GIVEN PROBLEM: List each line in the records below that contains the word "black", copying every such line in full.

RECORD EXTRACTS:
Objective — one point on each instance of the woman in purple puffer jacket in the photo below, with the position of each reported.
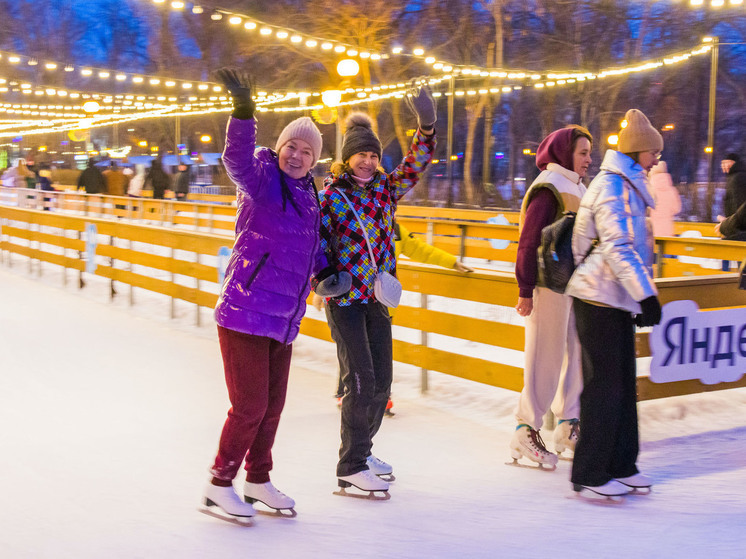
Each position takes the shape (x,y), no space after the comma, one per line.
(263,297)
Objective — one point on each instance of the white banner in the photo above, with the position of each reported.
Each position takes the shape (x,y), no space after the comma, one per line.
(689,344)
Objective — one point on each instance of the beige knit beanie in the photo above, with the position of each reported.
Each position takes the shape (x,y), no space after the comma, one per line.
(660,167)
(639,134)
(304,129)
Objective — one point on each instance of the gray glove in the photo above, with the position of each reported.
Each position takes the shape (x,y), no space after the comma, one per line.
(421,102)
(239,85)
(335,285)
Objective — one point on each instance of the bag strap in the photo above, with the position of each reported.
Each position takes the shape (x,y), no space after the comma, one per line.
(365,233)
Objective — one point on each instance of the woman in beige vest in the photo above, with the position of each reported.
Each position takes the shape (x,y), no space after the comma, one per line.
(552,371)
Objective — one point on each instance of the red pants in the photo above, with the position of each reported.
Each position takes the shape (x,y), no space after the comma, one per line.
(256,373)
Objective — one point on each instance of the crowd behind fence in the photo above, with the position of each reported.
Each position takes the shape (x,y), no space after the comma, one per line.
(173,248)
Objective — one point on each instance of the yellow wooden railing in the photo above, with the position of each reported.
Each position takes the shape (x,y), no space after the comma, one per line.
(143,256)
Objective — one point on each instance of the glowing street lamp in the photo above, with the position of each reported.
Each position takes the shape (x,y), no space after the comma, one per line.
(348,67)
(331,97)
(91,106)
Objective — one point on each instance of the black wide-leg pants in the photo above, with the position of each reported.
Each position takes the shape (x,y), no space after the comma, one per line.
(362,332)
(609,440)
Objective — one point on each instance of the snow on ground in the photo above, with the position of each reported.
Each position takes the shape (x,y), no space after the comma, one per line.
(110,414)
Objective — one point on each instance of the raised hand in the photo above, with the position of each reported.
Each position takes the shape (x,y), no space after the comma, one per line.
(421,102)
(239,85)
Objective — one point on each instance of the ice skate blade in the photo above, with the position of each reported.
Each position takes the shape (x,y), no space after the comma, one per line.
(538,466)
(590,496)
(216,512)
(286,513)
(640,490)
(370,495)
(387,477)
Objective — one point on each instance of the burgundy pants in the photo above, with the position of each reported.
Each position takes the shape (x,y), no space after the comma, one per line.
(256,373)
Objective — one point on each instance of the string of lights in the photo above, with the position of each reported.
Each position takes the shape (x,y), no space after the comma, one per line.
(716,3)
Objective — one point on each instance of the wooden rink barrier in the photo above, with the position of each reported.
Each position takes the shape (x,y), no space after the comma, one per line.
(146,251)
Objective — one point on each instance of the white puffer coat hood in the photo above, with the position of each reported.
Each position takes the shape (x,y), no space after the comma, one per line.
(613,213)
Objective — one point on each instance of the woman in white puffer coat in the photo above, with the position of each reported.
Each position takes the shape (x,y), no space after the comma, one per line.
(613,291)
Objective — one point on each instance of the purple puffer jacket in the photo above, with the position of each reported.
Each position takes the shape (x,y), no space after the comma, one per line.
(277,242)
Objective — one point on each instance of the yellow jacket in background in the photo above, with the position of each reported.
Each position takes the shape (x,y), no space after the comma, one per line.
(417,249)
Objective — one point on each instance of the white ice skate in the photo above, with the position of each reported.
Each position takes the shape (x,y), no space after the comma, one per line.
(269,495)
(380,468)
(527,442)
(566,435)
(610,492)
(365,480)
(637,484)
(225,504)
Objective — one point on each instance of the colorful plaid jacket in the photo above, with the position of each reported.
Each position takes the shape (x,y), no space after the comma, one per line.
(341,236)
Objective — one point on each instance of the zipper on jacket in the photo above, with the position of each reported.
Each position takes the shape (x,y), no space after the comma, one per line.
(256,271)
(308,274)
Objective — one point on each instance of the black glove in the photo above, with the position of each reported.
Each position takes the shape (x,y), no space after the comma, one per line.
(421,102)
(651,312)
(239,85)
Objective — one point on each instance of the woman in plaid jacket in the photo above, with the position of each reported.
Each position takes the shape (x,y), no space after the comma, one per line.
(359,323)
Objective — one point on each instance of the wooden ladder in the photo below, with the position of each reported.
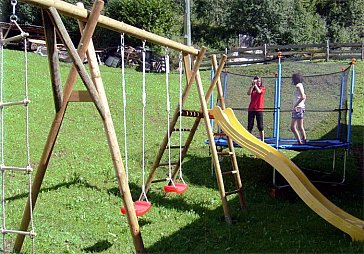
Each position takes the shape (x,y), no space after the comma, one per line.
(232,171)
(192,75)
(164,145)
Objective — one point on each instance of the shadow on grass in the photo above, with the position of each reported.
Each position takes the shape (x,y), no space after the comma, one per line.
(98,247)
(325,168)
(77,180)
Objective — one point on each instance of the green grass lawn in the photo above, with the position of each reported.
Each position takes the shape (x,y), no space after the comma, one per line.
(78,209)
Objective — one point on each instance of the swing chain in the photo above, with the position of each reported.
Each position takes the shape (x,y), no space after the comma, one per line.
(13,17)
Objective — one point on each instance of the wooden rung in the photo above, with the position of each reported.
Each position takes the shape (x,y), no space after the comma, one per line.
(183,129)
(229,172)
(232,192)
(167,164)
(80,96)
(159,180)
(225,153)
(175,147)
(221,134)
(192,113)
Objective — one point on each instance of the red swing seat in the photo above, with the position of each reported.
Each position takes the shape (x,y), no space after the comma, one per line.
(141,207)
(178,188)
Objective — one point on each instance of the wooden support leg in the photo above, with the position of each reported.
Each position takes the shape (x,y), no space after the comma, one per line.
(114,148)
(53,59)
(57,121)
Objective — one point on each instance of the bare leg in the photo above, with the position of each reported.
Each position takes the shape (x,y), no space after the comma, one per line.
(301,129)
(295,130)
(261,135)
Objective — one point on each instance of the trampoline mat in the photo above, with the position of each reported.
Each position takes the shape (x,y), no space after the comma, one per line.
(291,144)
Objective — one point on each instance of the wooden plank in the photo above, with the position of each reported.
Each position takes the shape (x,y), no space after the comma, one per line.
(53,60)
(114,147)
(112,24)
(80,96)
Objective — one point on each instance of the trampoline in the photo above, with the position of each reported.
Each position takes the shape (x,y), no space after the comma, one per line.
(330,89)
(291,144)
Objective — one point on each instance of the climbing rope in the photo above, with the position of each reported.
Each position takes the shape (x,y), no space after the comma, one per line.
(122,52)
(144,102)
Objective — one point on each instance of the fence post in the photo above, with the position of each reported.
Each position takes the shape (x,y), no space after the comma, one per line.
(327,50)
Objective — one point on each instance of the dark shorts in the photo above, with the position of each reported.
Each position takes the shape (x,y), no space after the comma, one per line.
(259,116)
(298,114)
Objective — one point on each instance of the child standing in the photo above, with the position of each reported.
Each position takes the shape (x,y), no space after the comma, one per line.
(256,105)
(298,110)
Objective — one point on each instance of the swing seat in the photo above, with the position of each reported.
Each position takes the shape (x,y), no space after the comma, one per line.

* * *

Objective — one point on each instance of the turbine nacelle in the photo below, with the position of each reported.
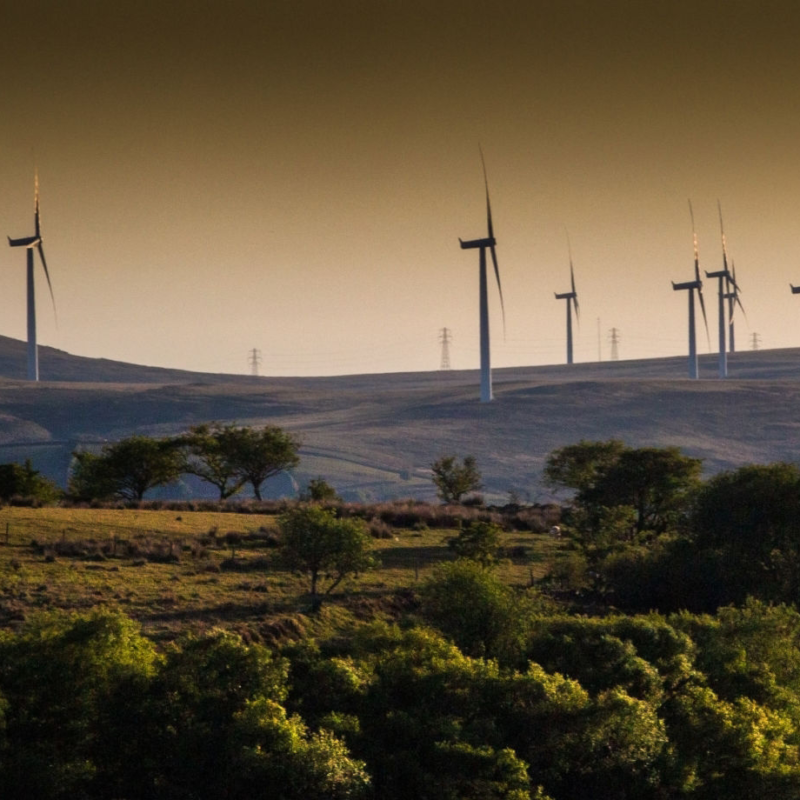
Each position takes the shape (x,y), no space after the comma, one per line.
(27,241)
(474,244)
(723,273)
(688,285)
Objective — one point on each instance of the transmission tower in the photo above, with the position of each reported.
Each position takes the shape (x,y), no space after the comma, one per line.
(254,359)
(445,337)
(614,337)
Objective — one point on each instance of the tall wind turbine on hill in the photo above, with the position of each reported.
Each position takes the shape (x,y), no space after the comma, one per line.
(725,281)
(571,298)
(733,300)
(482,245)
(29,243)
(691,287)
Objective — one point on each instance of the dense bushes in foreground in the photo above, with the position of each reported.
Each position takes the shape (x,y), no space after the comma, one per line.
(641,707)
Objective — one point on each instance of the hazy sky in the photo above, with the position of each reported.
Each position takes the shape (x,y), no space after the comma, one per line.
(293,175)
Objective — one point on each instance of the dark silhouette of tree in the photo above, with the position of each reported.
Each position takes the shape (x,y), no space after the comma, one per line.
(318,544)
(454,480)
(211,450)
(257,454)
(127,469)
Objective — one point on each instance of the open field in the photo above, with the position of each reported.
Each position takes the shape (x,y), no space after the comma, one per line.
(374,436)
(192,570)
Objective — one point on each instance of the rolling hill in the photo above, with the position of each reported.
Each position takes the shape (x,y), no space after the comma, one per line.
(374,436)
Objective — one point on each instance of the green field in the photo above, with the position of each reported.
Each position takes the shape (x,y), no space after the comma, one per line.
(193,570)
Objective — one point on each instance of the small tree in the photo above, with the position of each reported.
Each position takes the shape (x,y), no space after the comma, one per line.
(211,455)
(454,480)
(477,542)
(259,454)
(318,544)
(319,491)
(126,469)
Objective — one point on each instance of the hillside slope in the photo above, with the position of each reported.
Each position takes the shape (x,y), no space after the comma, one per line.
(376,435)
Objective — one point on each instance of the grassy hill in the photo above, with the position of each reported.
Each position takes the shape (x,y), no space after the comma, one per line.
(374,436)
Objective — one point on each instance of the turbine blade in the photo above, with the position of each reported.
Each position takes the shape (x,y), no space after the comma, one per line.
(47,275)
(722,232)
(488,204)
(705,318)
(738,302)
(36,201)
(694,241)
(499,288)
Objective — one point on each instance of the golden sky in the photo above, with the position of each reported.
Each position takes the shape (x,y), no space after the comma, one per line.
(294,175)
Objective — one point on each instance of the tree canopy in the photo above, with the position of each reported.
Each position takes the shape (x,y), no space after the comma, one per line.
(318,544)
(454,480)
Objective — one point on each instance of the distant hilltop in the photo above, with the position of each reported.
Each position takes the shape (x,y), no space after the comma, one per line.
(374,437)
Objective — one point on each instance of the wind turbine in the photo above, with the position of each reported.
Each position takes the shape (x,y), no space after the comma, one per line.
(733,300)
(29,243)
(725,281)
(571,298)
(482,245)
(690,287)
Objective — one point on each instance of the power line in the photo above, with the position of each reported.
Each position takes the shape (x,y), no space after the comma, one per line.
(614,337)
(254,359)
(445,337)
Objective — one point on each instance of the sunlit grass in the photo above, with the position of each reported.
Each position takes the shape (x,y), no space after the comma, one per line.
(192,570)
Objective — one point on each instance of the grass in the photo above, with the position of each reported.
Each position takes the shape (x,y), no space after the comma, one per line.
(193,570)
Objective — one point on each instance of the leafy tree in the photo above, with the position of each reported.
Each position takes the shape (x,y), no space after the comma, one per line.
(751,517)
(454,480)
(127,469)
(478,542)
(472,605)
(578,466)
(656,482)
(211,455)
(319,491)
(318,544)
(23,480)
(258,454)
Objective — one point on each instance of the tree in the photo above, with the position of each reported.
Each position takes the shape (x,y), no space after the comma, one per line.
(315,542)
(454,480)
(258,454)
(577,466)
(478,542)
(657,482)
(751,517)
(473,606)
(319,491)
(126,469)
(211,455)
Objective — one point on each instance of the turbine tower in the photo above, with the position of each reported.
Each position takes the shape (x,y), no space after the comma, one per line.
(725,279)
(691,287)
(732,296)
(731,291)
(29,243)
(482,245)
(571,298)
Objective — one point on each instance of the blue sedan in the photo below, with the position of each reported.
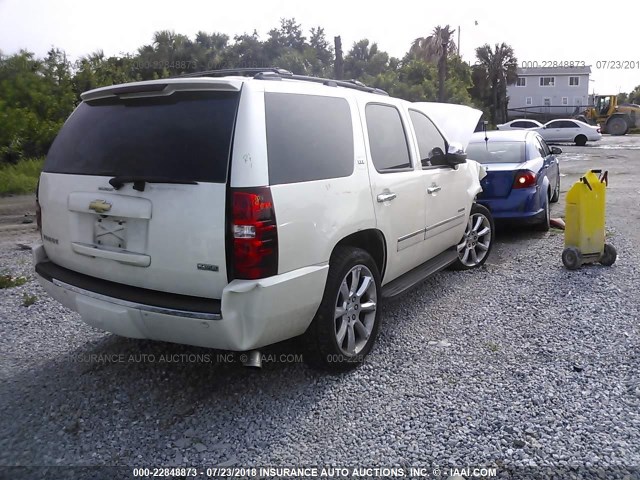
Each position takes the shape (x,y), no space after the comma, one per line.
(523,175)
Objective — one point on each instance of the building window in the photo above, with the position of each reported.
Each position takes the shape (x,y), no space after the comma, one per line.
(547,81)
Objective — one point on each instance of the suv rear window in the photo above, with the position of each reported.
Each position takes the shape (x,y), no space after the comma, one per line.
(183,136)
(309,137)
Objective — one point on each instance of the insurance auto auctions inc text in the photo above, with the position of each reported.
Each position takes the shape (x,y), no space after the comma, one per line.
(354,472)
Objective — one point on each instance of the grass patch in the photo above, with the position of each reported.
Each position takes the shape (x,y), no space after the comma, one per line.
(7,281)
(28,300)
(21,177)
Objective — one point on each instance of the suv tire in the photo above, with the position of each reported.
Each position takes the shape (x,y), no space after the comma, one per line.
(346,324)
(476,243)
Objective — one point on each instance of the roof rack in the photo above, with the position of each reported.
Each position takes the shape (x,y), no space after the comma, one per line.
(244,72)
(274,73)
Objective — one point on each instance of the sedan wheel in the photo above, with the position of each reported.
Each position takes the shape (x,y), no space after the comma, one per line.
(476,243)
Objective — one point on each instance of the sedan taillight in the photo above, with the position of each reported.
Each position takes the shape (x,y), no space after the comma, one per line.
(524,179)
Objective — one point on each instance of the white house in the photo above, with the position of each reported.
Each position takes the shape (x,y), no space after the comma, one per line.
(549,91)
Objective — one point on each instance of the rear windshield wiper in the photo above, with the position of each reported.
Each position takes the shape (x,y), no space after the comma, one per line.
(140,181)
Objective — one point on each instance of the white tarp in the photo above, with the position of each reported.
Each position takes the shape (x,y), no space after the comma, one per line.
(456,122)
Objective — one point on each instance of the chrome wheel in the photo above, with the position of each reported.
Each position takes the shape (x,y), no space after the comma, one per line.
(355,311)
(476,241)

EXPECTED ANSWER:
Objective — one point on each instance of the black wide-leg pants in the photo above, with the position of each reported.
Objective — one point on each instance of the black glove in the photo above, with the position of each reported.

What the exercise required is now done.